## TEXT EXTRACT
1. Not finding help here? Sign up for a free 30min tutor trial with Chegg Tutors
    Dismiss Notice
Dismiss Notice
Join Physics Forums Today!
The friendliest, high quality science and math community on the planet! Everyone who loves science is here!

Bouyant force accelerates released balloon

  1. Mar 30, 2013 #1
    1. The problem statement, all variables and given/known data
    A small balloon filled with helium is released. What is it's initial upward acceleration? The only data given is ρ air = 1.29 kg/m^3 and ρ helium is .18 kg/m^3

    I assume the bouyant force ( FB ) = the weight of the air displaced by the balloon

    so BF = W(air) = ρ(air) * g * VolB = MassB * Accel

    and VolB = MassB / ρ(helium)


    2. Relevant equations

    so Accel = [ ρ(air) / ρ(he) ] * g = ( 1.29 / .18 ) * 9.81 = 70.3 m/s^2



    3. The attempt at a solution

    the answer in the book is 61 m/s^2, and I found that ρ(air) and ρ(he) change with temperature, but I have not been able to get the answer in the book. At ρ(air) 20degrees C, I get Acc = 65.4 m/s^2 which is still too high.
     
  2. jcsd
  3. Mar 30, 2013 #2

    mfb

    User Avatar
    2016 Award

    Staff: Mentor

    Don't forget the weight of the balloon (well, the helium inside) itself.
     
  4. Mar 30, 2013 #3
    Maybe something like BF = W(air) - W(he) = g * VolB( p(air) - p(he) ) = MassB * Acc

    then Acc = [ p(air) - p(he) / p(he) ] * g = [ (1.29 - .18) / .18 ] * 9.81 = 60.5 !!!!!!!!!!!!!!!

    You sir, are a freakin' genius :-)
     
  5. Mar 31, 2013 #4
    Finally, I see the concept: It's 2 problems in one. Net Force vertical .. and .. bouyant force vertical.

    Net Force = BF(air) - W(he) = W(air) - W(he) = p(air)*g*VolB - p(he)*g*VolB = MassB*Acc = p(he)*VolB*Acc

    then Acc = g * [ p(air) - p(he) ] / p(he) = 60.5 m/s^2 which is the correct answer.

## RAW RECORDS
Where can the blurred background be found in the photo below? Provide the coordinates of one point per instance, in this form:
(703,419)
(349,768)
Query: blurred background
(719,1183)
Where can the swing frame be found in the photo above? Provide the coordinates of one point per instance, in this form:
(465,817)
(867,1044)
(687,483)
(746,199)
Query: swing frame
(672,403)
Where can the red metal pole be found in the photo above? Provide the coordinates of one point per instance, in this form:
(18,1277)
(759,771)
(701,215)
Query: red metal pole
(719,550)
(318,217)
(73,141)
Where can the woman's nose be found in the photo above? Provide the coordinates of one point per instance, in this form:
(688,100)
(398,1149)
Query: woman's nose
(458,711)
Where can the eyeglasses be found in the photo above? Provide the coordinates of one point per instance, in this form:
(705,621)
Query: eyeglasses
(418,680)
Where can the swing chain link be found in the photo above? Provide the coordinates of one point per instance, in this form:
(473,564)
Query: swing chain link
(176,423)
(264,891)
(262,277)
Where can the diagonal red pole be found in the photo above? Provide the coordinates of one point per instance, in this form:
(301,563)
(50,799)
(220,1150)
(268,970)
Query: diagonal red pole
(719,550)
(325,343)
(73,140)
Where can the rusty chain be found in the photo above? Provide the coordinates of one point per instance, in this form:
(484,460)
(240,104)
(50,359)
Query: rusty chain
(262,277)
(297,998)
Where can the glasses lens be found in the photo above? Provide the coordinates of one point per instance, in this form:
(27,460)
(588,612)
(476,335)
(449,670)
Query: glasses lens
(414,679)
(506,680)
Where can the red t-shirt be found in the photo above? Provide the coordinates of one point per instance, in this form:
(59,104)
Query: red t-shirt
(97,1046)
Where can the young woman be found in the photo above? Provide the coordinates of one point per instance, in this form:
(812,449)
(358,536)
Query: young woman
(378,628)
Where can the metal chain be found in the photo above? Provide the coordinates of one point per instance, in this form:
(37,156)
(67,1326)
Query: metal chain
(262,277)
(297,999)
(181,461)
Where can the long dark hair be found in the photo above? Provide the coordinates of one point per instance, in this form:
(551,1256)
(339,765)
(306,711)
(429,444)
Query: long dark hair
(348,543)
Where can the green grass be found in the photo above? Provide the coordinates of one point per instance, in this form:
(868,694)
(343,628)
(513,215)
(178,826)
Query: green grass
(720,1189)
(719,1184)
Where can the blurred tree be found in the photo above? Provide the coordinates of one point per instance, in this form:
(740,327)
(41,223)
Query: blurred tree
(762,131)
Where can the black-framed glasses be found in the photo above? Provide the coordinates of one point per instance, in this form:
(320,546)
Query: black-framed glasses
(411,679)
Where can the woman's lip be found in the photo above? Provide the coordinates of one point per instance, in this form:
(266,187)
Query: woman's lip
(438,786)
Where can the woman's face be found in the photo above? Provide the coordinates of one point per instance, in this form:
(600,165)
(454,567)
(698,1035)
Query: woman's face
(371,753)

## EXERCISE TASKS
• A. List each distinct value given for the balloon's initial upward acceleration in the helium balloon thread.
• B. Extend the helium balloon thread from its last post.

## ANSWERS BY TASK
• A.
70.3 m/s^2
61 m/s^2
65.4 m/s^2
60.5 m/s^2

• B.
    I wonder if this is also true of an object under water ? And we just ignore the gravitational attraction since it is only a very small part of the answer ??? Like I've been doing.
     
  6. Mar 31, 2013 #5

    mfb

    User Avatar
    2016 Award

    Staff: Mentor

    For something filled with gas, under water, you can usually neglect the gravitational force on the gas, right.
     
  7. Mar 31, 2013 #6
    Yes. But when I needed to not ignore it, I didn't have a clue. It still seems a bit strange, but I finally realized that the gravitational force on the object was independent of it's volume and had to be considered separately. I might see this problem again with a heavy submarine .. and I'll be watching for it. Thanks MFB.
     
Know someone interested in this topic? Share this thread via Reddit, Google+, Twitter, or Facebook

Have something to add?
Draft saved Draft deleted



Similar Discussions: Bouyant force accelerates released balloon
  1. Bouyant Force (Replies: 5)

  2. Bouyant force (Replies: 3)

  3. Bouyant force help (Replies: 8)

  4. Bouyant Force Problem (Replies: 3)

Loading...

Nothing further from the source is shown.